__GOAL__. Reproduce every entry exactly, without alteration.

__DATA EXCERPTS__.

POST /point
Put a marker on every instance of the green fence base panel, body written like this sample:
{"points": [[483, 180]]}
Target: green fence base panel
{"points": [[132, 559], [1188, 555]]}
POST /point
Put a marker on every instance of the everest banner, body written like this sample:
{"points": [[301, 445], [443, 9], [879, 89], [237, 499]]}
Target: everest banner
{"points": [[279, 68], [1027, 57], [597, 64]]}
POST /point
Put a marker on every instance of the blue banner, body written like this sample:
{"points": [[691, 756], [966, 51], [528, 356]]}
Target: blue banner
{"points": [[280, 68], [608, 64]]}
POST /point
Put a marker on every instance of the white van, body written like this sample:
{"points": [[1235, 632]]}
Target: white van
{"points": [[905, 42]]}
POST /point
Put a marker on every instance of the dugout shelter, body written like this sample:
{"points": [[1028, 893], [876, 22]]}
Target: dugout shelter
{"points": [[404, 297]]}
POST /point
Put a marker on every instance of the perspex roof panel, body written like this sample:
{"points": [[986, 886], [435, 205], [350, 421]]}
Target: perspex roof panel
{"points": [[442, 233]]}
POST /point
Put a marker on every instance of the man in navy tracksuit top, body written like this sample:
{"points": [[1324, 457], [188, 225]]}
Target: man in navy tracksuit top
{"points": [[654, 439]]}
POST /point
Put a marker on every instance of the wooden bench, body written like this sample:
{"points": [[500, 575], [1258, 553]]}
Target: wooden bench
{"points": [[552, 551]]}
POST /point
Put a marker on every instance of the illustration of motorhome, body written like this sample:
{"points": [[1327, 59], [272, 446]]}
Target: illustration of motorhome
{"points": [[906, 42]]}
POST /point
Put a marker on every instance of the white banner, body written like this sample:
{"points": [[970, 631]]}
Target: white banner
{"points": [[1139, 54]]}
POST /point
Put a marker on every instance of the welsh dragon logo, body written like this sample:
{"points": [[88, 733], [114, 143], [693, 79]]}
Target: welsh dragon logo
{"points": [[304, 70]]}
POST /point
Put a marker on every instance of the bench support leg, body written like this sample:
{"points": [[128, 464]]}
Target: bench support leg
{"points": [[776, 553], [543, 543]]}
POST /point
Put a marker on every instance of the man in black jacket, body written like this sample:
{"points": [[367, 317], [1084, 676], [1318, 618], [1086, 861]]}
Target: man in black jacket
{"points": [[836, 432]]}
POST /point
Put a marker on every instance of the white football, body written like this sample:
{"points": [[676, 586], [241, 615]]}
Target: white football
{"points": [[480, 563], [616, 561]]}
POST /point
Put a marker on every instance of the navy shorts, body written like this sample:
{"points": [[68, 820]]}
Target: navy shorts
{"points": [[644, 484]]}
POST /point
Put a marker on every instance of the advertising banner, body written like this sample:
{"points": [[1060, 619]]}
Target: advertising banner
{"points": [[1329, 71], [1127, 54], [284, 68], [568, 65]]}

__COMPLETED TASK__.
POST /point
Put a marker on every instance of the green fence base panel, body written like this sample:
{"points": [[483, 180]]}
Target: green fence base panel
{"points": [[132, 559], [1188, 555]]}
POST /point
Put a marker on every instance of the everest banner, body written like this sample:
{"points": [[301, 445], [443, 9], [879, 89], [237, 499]]}
Target: everest banner
{"points": [[279, 68], [1027, 57], [597, 64]]}
POST /point
Put a marker on every instance of the blue banner, body written like this sample:
{"points": [[691, 756], [966, 51], [528, 356]]}
Target: blue banner
{"points": [[280, 68], [608, 64]]}
POST /point
Put a marker on every instance of the white van, body written like this sample:
{"points": [[1235, 632]]}
Target: white van
{"points": [[905, 42]]}
POST /point
Put a marker on every instance of the dugout shelter, body written like this sample:
{"points": [[1028, 893], [876, 22]]}
Target: dugout shelter
{"points": [[404, 297]]}
POST /point
Put a marker on every instance of the perspex roof panel, body written like this sample:
{"points": [[986, 886], [435, 205], [350, 421]]}
Target: perspex roof panel
{"points": [[442, 233]]}
POST /point
Put a marker on every instance of the man in navy tracksuit top, body written like this sample:
{"points": [[1324, 457], [188, 225]]}
Target: man in navy tracksuit top
{"points": [[654, 439]]}
POST /point
Put a marker on every instance of the wooden bench, body written like this sample:
{"points": [[500, 575], [1258, 553]]}
Target: wooden bench
{"points": [[552, 551]]}
POST /point
Put a marker on every instance of the illustration of motorhome, body written like this sample:
{"points": [[1327, 59], [272, 446]]}
Target: illustration of motorhome
{"points": [[906, 42]]}
POST /point
Put a marker on every instance of the white banner, body written like this sample:
{"points": [[970, 631]]}
Target: white banner
{"points": [[1139, 54]]}
POST /point
Put a marker on every instance of the welsh dragon logo, body written like this sample:
{"points": [[88, 733], [114, 143], [693, 79]]}
Target: welsh dragon logo
{"points": [[304, 70]]}
POST /point
Put a marker on every instance of the bench support leg, body written like this sample:
{"points": [[128, 464]]}
Target: bench support leg
{"points": [[776, 553], [543, 543]]}
POST /point
Put a marker on every instance of the man in black jacket, body written like this sample:
{"points": [[367, 317], [1084, 676], [1318, 618], [1086, 861]]}
Target: man in black jacket
{"points": [[836, 432]]}
POST /point
Put a marker on every instance of the white football, body written like this sample:
{"points": [[676, 586], [241, 615]]}
Target: white football
{"points": [[480, 563], [616, 561]]}
POST /point
Put a marker on every instance of the navy shorts, body written like this sample:
{"points": [[68, 820]]}
Target: navy shorts
{"points": [[644, 484]]}
POST /point
Put a marker on every instance of the advertising banner, body written like this sample:
{"points": [[1060, 619]]}
Target: advertising banner
{"points": [[1329, 71], [1127, 54], [284, 68], [568, 65]]}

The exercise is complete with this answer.